* Exercise instructions
Transcribe, exactly and in full, every record shown below, while omitting its images.

Photo-based referring expression data
☆ ☆ ☆ ☆ ☆ ☆ ☆

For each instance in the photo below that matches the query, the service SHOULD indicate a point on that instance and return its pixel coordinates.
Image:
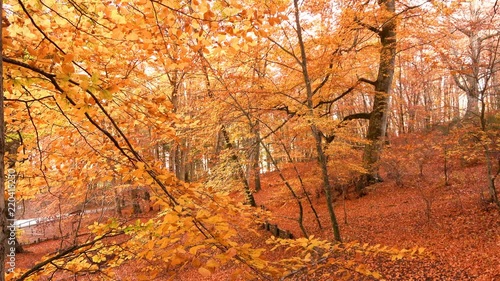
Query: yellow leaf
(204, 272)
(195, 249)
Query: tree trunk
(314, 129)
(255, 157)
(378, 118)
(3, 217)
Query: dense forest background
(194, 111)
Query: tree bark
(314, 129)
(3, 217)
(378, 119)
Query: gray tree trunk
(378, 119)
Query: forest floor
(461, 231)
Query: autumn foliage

☆ ☆ ☆ ☆ ☆ ☆ ☆

* Answer for this exercise
For each instance in the photo below that matches the query, the service SHOULD indicate a point on that instance and return its pixel coordinates.
Image:
Query: yellow leaf
(204, 272)
(195, 249)
Query: tree trunk
(314, 129)
(255, 157)
(378, 118)
(3, 217)
Query: dense forest background
(194, 111)
Query: tree bark
(314, 129)
(3, 217)
(378, 119)
Query: gray tree trunk
(378, 119)
Query: forest floor
(461, 231)
Query: autumn foliage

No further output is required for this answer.